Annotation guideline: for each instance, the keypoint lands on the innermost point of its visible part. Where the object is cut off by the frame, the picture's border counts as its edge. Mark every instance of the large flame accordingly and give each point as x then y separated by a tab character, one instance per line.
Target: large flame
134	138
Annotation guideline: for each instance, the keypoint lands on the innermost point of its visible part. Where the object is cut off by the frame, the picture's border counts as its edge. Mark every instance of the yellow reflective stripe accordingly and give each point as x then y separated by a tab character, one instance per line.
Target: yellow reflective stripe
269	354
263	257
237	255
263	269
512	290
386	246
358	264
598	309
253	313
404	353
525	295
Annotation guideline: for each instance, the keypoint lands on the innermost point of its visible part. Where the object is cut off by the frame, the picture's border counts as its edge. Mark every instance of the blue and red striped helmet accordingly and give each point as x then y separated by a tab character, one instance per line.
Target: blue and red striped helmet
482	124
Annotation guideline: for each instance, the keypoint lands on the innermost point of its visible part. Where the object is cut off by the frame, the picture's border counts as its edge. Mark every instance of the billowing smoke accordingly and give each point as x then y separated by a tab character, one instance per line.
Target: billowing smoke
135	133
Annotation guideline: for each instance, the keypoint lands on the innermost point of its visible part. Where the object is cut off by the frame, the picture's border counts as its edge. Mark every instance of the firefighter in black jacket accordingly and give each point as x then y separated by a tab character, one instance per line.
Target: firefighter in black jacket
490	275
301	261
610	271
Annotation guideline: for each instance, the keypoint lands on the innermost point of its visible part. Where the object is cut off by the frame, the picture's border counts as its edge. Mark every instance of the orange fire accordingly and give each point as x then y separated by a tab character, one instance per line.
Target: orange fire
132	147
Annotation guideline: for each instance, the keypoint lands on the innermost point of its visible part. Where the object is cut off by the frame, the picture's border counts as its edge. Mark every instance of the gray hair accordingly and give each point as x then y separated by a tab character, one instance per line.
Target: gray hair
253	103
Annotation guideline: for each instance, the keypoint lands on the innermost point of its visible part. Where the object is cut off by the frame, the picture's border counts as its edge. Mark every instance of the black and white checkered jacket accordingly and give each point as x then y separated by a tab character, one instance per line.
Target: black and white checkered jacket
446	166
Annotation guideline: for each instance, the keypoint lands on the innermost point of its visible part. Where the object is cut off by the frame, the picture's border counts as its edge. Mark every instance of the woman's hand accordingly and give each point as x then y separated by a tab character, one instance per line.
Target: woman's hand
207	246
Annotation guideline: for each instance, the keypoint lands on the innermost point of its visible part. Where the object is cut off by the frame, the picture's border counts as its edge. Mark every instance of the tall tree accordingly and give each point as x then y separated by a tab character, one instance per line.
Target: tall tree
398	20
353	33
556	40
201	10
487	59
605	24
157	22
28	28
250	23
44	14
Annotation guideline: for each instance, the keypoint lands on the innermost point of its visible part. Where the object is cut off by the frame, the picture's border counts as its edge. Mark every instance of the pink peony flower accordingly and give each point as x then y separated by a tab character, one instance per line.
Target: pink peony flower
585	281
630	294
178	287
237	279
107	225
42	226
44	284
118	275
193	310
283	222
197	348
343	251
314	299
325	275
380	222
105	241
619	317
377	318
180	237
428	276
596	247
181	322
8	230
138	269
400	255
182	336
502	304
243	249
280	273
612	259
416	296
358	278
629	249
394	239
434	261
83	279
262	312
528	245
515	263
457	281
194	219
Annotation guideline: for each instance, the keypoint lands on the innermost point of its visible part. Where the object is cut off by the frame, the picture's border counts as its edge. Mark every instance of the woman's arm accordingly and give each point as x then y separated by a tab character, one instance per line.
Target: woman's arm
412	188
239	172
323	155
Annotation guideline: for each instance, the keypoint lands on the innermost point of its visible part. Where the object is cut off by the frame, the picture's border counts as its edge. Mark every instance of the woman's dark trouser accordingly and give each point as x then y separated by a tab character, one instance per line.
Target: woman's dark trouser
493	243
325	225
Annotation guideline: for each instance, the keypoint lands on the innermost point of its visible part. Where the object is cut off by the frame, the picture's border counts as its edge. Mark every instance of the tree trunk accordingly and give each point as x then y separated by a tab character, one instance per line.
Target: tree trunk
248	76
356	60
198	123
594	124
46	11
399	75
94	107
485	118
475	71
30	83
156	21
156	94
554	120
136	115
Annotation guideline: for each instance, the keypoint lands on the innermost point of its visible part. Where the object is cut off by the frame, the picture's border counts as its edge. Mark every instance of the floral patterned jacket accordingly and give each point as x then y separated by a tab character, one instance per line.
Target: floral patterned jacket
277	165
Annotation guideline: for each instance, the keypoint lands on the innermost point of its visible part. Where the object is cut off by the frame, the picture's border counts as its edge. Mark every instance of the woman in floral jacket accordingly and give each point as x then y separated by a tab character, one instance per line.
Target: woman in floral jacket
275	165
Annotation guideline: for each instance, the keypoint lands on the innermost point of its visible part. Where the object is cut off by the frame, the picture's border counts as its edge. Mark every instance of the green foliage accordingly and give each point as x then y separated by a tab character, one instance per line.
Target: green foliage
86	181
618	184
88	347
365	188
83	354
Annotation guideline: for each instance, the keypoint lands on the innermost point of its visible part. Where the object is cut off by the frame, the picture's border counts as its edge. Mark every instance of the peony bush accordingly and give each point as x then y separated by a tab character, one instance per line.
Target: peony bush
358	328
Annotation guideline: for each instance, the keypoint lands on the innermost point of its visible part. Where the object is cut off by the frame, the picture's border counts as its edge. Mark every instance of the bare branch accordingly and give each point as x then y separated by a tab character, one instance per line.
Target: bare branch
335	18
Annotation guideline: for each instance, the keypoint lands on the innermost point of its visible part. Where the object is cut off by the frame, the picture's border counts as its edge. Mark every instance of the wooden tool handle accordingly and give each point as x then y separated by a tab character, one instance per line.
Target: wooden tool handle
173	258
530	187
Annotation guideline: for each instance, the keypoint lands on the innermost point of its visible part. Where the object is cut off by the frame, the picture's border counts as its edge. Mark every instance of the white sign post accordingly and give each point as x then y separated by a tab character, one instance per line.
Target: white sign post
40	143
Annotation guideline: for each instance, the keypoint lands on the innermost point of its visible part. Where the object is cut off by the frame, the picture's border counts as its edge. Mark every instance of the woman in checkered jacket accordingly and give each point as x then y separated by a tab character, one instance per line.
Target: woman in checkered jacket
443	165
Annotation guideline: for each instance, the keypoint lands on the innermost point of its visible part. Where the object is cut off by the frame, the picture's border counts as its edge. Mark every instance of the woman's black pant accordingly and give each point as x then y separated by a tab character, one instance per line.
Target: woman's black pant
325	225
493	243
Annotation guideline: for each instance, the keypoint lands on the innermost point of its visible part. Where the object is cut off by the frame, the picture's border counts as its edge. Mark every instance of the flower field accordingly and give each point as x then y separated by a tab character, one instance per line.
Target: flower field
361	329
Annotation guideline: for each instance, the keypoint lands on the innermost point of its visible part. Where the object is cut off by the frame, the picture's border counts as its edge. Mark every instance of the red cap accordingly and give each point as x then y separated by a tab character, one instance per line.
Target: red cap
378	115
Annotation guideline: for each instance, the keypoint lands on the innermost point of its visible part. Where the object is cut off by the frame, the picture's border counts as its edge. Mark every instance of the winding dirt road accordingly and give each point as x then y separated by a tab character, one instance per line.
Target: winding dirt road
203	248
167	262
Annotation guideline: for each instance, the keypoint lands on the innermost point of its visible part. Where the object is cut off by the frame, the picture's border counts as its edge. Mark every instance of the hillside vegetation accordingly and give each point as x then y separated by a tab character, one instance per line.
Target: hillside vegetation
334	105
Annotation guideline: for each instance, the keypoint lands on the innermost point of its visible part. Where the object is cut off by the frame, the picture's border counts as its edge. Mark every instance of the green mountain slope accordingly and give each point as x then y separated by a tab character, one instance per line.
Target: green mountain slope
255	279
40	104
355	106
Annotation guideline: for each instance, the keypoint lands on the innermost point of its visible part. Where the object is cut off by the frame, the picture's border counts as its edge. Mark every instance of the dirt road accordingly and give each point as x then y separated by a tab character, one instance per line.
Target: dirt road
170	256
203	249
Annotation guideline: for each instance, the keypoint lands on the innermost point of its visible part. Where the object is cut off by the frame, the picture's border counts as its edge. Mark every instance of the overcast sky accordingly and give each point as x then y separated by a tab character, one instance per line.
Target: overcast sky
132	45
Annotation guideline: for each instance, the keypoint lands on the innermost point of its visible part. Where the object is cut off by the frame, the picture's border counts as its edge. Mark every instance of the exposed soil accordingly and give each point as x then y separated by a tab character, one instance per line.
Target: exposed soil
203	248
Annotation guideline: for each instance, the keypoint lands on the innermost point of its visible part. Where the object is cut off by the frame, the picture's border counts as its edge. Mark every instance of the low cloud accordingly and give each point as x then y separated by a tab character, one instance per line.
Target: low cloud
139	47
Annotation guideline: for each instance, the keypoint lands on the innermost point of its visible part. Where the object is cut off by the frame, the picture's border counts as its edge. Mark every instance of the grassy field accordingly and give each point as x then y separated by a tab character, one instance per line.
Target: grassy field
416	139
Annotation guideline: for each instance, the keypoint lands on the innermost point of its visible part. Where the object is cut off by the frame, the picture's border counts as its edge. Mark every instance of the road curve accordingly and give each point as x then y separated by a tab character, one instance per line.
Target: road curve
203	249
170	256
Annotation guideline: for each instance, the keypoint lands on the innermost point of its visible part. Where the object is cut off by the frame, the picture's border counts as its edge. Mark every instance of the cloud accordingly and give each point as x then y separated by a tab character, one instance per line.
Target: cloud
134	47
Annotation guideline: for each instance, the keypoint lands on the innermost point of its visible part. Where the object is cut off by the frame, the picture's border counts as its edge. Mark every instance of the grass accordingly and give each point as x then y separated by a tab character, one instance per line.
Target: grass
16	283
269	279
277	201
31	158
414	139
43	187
==*==
### What needs to be done:
Can you format the data from the line that contains "the low cloud" through the end of the data as a two-column CSV with the headers text and answer, one row for each piece of data and its answer, with every value in a single quoted field and line breaks replaced by spaces?

### Answer:
text,answer
"Annotation guideline: for each instance, the keypoint lands on the innermost point of its visible part. Where the object is cut off by the frame, the picture's border counts as its edge. Mark every instance of the low cloud accordingly and give each point as x then y separated by a tab character, one instance per line. Target: low cloud","139	47"
"Annotation guideline: for each instance, the keypoint lands on the innermost point of its visible part. Where the object is cut off by the frame, the picture's border counts as its edge. Mark every instance of the grassy field accordingly and give each point as x then y separated by a tab character, one instance per line. Target: grassy field","416	139"
"Annotation guideline: for each instance, the keypoint lands on the innermost point of its visible part. Where the object is cut off by the frame, the picture's border counts as its edge. Mark every instance of the road curve accordingly and give each point as x then y separated by a tab character, one instance per line. Target: road curve","203	249 170	256"
"Annotation guideline: for each instance, the keypoint lands on the innermost point of its visible part. Where the object is cut off by the frame, the picture's border counts as its edge. Mark every instance of the cloud accordingly and give each point as x then y separated by a tab character, one instance per line. Target: cloud","134	47"
"Annotation guideline: for each instance, the keypoint lands on the innermost point of its visible part. Where the object is cut off by the frame, the picture's border counts as its edge. Mark every instance of the grass accordingly and give each point as x then y separated by a tab character, one instance per line. Target: grass","16	283 269	279 277	201 31	158 414	139 43	187"